Only the lines from the beginning of the entries through the one that holds "box: [178, 109, 183, 159]" may appear in the answer, written out exactly and free of pictures.
*** Opening of RECORDS SHOWN ***
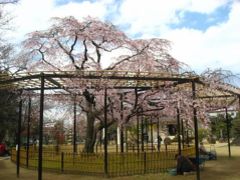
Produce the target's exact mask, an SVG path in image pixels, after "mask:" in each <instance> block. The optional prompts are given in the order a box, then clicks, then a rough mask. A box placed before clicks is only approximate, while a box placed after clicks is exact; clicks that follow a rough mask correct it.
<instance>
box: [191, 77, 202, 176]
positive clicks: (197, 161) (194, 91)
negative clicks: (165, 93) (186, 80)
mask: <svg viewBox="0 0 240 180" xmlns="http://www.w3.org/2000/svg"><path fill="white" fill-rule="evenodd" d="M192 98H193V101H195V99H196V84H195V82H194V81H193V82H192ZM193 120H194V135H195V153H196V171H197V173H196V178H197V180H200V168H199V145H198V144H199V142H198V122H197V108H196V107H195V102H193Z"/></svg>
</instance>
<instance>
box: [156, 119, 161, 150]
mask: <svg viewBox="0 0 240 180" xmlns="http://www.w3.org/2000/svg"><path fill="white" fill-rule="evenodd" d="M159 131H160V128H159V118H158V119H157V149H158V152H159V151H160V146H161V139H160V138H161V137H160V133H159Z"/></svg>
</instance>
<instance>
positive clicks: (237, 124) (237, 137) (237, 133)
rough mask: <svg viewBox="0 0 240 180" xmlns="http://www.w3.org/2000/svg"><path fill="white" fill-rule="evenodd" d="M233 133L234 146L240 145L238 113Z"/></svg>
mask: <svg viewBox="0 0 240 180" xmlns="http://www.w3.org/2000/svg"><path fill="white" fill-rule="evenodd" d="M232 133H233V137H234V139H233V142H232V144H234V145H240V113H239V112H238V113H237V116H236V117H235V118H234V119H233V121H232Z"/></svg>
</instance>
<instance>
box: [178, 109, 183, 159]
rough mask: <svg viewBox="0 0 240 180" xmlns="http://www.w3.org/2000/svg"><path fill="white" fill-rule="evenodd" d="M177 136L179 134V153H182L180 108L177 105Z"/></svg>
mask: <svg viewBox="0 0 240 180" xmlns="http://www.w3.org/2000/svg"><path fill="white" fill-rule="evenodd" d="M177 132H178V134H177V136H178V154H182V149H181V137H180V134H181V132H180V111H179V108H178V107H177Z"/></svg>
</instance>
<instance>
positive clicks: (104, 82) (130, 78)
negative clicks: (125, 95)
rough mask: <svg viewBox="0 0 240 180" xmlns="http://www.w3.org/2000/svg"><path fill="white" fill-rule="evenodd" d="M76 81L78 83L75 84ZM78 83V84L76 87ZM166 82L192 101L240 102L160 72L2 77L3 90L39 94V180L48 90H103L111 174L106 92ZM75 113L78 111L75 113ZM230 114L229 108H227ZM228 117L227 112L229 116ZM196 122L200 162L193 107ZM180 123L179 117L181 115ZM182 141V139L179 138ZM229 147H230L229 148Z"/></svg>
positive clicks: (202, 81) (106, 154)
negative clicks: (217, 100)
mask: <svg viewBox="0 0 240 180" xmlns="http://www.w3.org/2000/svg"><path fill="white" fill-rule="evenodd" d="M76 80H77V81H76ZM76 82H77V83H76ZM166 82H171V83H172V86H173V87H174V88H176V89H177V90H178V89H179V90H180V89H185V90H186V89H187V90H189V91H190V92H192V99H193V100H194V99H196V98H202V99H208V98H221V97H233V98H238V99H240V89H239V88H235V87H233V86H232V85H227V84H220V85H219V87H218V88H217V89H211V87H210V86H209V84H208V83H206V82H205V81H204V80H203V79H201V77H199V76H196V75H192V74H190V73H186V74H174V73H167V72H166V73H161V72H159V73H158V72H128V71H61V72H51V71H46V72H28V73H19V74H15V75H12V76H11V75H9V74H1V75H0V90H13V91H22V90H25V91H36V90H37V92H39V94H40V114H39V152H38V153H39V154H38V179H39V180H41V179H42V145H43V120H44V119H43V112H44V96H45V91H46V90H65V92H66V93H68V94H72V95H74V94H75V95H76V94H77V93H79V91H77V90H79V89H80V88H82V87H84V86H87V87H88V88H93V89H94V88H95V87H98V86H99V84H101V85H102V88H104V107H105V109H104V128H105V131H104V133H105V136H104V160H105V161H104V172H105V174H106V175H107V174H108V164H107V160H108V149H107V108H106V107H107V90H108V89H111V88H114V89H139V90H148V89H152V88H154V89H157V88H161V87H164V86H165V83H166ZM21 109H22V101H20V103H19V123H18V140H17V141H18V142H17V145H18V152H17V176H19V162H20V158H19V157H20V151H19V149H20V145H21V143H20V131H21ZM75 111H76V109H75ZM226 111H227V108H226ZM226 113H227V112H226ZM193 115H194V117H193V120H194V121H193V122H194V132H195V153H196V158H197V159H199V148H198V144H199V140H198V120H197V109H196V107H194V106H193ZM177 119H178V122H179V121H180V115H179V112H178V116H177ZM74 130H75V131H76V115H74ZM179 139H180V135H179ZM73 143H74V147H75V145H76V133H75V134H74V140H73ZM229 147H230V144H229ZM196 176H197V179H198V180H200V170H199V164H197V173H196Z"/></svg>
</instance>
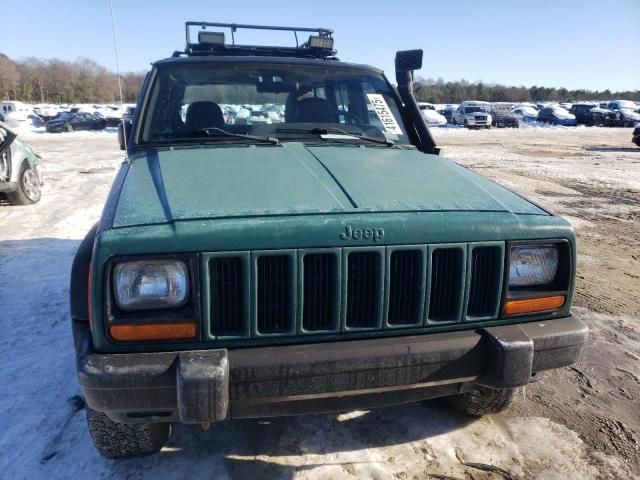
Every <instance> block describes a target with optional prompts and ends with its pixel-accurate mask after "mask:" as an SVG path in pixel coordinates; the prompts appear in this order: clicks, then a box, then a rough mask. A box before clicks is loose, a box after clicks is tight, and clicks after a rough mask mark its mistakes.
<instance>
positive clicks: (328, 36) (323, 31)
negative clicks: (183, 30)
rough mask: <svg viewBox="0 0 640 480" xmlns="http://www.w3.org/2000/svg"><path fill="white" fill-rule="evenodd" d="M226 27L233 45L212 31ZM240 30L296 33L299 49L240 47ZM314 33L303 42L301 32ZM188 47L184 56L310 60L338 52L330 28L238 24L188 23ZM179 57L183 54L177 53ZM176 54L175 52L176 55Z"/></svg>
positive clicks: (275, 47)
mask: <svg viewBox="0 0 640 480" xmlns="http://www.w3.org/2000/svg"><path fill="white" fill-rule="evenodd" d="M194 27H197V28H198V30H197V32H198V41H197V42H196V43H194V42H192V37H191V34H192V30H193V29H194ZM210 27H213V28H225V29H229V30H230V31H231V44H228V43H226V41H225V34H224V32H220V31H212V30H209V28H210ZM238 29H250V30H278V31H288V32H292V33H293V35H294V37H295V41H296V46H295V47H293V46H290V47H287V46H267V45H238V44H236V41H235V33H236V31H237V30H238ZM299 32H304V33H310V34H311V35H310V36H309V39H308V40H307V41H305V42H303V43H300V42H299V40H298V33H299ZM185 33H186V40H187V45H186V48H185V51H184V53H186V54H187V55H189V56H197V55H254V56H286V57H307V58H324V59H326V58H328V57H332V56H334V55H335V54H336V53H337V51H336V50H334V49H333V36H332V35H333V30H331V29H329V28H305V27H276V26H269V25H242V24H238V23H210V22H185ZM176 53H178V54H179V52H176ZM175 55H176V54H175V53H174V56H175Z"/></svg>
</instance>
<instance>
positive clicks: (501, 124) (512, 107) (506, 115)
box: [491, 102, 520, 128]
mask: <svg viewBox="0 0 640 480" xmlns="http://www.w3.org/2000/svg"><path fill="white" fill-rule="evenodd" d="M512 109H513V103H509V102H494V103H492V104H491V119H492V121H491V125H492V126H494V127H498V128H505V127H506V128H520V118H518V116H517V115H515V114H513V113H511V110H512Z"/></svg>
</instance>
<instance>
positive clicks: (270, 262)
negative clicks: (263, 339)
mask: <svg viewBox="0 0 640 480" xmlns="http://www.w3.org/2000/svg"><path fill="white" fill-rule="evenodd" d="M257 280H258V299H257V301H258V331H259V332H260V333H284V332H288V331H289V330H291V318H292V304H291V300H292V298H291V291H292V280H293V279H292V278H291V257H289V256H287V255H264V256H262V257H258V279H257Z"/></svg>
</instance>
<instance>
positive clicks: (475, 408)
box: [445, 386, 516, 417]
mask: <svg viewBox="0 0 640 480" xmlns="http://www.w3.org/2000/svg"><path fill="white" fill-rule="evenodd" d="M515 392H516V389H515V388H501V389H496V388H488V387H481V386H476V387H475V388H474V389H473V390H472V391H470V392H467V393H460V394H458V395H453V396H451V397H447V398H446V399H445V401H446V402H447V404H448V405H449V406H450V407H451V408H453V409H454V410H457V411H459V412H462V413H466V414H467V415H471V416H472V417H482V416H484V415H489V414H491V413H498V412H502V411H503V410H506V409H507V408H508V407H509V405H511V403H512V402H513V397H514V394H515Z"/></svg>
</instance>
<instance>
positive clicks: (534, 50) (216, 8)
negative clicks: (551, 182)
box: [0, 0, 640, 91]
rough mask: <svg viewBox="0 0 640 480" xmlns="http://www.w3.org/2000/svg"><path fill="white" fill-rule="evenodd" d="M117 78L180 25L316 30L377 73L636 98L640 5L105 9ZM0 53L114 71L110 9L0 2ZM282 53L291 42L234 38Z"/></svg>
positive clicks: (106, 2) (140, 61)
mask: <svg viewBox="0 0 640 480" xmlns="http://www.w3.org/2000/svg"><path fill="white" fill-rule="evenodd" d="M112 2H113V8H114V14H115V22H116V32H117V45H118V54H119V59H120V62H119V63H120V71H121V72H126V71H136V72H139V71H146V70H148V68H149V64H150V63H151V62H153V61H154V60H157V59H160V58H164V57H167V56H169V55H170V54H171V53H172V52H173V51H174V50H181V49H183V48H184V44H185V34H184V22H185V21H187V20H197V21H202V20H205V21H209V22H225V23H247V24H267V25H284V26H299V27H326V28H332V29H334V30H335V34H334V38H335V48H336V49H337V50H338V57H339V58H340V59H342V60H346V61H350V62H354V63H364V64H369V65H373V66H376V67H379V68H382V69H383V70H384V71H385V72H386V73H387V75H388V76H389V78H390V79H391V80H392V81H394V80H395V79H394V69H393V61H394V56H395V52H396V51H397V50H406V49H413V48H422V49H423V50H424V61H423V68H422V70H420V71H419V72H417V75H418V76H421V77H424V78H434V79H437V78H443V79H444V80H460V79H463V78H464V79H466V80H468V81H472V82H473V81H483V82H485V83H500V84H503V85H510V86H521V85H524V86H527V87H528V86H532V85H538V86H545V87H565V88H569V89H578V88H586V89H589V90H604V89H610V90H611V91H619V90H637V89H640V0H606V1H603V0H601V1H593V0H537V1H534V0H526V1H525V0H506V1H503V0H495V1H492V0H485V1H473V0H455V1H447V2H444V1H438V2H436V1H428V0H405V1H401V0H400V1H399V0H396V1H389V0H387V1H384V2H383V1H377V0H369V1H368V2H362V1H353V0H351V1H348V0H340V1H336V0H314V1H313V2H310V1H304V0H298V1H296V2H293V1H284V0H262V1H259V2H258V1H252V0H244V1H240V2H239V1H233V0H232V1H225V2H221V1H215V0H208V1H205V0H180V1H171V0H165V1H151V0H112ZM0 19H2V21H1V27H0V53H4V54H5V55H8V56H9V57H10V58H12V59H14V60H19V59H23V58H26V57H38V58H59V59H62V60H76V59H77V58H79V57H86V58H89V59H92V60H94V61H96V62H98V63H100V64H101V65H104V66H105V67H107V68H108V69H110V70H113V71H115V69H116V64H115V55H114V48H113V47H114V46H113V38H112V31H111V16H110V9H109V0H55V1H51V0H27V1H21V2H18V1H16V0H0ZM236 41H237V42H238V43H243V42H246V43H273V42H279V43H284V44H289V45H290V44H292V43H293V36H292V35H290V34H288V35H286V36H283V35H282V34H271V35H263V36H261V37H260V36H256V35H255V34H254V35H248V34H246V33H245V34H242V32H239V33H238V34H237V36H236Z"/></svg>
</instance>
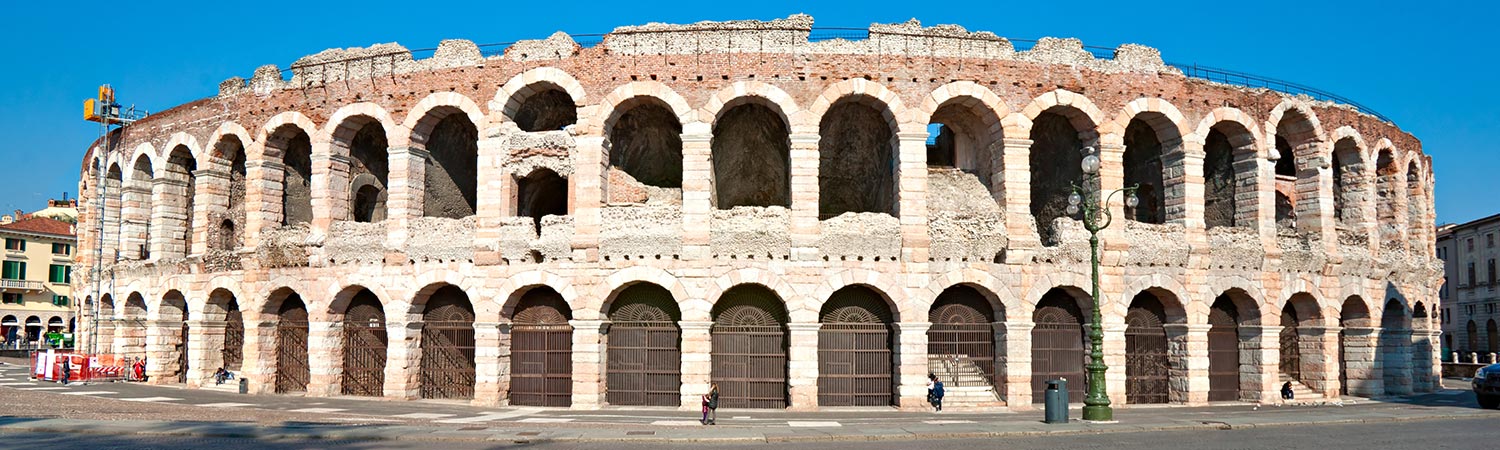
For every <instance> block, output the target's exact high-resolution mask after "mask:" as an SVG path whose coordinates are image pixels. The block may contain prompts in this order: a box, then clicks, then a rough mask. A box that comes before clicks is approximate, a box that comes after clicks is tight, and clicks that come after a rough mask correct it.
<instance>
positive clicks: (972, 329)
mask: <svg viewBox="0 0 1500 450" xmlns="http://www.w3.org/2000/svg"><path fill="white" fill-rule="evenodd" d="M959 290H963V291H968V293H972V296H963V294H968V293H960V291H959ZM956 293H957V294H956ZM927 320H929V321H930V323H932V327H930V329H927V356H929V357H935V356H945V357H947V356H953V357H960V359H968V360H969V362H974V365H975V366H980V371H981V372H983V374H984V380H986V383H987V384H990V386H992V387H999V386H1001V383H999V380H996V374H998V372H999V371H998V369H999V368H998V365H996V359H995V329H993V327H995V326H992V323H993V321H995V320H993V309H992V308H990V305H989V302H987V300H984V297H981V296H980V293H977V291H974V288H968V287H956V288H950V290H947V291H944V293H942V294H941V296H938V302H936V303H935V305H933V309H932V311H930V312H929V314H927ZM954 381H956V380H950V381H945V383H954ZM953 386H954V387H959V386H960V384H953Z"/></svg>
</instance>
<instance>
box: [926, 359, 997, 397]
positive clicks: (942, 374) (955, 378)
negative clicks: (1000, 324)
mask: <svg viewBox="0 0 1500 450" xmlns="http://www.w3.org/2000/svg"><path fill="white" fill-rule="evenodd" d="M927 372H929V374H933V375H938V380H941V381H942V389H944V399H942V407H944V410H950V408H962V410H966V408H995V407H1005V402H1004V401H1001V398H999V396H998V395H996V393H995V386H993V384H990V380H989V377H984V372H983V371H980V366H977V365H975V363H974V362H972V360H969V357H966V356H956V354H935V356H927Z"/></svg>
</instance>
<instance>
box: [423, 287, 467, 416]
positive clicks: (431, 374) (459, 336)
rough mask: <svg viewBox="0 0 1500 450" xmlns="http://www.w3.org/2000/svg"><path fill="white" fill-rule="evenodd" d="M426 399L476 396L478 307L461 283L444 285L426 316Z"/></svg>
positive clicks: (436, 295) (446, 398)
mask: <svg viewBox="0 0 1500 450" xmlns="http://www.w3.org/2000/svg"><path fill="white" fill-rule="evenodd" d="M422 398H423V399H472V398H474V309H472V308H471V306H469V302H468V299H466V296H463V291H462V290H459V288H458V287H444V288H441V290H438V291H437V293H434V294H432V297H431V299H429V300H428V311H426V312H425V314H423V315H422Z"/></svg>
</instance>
*** Close of RECORDS SHOWN ***
▶ [TASK OUTPUT]
Produce the target's exact mask, an SVG path in image pixels, after "mask:" in each <instance> block. The optional prompts are given in the order a box, then clicks, then a rough mask. A box placed before clicks is only approximate, while a box placed after clicks is exact; clicks that follow a rough mask correct it.
<instance>
box: [191, 77, 202, 176]
positive clicks: (197, 161) (194, 91)
negative clicks: (165, 93) (186, 80)
mask: <svg viewBox="0 0 240 180" xmlns="http://www.w3.org/2000/svg"><path fill="white" fill-rule="evenodd" d="M192 98H193V101H195V99H196V84H195V82H194V81H193V82H192ZM193 120H194V135H195V153H196V171H197V173H196V178H197V180H200V168H199V145H198V144H199V142H198V122H197V108H196V107H195V102H193Z"/></svg>
</instance>
<instance>
box: [156, 119, 161, 150]
mask: <svg viewBox="0 0 240 180" xmlns="http://www.w3.org/2000/svg"><path fill="white" fill-rule="evenodd" d="M159 131H160V128H159V118H158V119H157V149H158V152H159V151H160V146H161V139H160V138H161V137H160V133H159Z"/></svg>
</instance>
<instance>
positive clicks: (237, 124) (237, 137) (237, 133)
rough mask: <svg viewBox="0 0 240 180" xmlns="http://www.w3.org/2000/svg"><path fill="white" fill-rule="evenodd" d="M233 133L234 146L240 145L238 113Z"/></svg>
mask: <svg viewBox="0 0 240 180" xmlns="http://www.w3.org/2000/svg"><path fill="white" fill-rule="evenodd" d="M232 133H233V137H234V139H233V142H232V144H234V145H240V113H239V112H238V113H237V116H236V117H235V118H234V119H233V121H232Z"/></svg>
</instance>
<instance>
box: [178, 109, 183, 159]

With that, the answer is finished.